* Given text

=====

I just recently purchased this PBS DVD called “Art 21“, which documents several living artists currently creating new and exciting work in the 21st century. I find this extremely fascinating, because for one, I absolutely love art, especially painting, and I feel very intimately linked to it through color and sound. One big reason for this is that I experience synaesthesia when I hear sound – something that I’ve always experienced but never really talked about for personal reasons, although I’m starting to talk about it a little bit now. So, when I look at paintings (especially abstract ones such as Jackson Pollock for instance), I can “see” sound, just like I can “hear” color. As I’m not really in the art world, I don’t know who most of these people are or what kind of work they are doing, but I found it so fascinating that I thought I would sort of talk about each artist that I learn about, starting with three.
Serra is a groundbreaker in the world of sculpture, and is doing some very exciting new things with the medium. He creates these absolutely massive, architectural and monolithic sculptures that somehow still contain movement. You can actually walk into these massive sculptures, which kind of ecapsulate the space inside, making the air within sort of part of the sculpture. I get the feeling that these things are something to be experienced as much as seen. I was actually surprised at how fascinated I was with his work, since sculpture and installation don’t usually resonate with me as much as painting does.

=====

* Provided data
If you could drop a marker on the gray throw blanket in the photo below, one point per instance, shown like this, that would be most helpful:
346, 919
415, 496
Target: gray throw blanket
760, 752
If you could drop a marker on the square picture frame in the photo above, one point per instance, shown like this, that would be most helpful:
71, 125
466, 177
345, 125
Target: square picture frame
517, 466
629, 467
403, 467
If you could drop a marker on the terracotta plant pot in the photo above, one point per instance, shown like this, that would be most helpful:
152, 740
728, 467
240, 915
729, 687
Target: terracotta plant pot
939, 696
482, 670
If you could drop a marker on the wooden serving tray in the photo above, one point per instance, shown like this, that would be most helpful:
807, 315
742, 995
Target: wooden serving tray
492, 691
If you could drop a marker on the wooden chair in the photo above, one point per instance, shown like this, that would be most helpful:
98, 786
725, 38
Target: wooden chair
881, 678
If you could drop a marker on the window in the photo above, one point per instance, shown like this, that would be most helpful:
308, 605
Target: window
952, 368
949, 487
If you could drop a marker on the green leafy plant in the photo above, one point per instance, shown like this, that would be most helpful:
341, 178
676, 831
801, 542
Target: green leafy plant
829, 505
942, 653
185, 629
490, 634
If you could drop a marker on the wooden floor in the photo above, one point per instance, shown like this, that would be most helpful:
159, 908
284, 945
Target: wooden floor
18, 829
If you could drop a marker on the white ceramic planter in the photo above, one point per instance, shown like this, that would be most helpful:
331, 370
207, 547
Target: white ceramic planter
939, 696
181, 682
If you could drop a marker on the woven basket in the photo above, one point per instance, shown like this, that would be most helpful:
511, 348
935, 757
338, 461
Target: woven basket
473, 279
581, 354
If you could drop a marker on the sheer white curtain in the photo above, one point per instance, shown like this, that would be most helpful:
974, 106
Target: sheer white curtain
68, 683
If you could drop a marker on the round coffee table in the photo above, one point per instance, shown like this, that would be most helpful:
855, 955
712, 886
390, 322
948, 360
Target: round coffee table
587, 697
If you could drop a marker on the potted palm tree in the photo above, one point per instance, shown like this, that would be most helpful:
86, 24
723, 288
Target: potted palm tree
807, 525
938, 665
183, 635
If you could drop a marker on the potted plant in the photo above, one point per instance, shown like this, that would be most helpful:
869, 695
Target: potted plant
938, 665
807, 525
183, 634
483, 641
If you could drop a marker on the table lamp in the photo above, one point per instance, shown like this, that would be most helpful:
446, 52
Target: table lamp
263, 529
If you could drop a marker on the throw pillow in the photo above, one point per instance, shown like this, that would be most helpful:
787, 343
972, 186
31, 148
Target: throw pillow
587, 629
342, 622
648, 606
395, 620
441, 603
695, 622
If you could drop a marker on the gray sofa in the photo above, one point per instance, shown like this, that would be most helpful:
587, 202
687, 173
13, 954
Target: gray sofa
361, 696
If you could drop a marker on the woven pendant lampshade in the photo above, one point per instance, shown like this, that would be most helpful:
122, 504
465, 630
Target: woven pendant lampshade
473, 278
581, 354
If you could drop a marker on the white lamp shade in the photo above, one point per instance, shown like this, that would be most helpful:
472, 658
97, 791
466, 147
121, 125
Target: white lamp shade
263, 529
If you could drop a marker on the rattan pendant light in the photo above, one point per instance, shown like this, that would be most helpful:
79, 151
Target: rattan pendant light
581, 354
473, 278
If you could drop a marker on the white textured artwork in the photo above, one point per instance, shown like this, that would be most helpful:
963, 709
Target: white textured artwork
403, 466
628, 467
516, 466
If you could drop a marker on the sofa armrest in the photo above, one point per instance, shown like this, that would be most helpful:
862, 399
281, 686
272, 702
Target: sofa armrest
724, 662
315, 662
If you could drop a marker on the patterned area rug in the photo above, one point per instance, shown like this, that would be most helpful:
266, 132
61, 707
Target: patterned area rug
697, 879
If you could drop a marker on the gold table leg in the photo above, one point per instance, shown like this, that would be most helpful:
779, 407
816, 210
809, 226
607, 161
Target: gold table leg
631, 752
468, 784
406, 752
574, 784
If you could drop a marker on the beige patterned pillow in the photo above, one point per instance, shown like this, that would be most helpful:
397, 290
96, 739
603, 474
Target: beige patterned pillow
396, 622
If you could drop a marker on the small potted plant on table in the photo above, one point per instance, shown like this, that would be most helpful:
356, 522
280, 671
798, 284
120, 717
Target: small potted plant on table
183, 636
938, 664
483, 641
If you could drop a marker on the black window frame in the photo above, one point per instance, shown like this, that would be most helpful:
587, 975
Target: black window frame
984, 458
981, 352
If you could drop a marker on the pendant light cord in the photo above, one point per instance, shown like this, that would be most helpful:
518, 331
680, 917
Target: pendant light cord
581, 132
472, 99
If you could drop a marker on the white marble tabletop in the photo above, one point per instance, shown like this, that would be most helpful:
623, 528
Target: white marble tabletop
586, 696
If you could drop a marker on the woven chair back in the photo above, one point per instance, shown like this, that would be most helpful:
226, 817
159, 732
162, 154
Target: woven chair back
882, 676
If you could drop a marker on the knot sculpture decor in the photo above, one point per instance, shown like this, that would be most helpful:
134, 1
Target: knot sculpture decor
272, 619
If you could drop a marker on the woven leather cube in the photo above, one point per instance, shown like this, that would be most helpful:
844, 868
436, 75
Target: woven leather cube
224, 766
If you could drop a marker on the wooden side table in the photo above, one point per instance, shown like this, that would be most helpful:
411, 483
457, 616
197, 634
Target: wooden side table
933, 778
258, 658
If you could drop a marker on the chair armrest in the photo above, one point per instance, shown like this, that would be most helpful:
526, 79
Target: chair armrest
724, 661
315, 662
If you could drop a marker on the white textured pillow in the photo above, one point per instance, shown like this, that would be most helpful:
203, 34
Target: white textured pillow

=====

* Activity list
• A. Translate this sentence from the Art 21 post into Spanish: "I get the feeling that these things are something to be experienced as much as seen."
• B. Resume the Art 21 post from its last sentence, adding one paragraph in the same voice.

* Responses by task
• A. Tengo la impresión de que estas cosas son algo que se debe experimentar tanto como ver.

• B.
Again, I wasn’t expecting to be as taken with this as I was given that her medium is photography, and black and white photography at that, but I was wrong again – heh. Sally Mann is interested in capturing the everyday and the mundane, but catching it somewhat flawed, or just “off”. Her method of working is really interesting. She uses and old 19th century camera, and take the photographs onto chemically treated glass plates (a 19th century technique) which produces – man, just incredible looking images of seemingly ordinary things. It forces you to re-examine the ordinary in these things and wonder if there’s more to it that you’re missing. Some of the photos turn out ghostly, or ambiguous or obscured in some way. Others are so clear and confront you in such a personal way that they are almost uncomfortable to look at. Great stuff.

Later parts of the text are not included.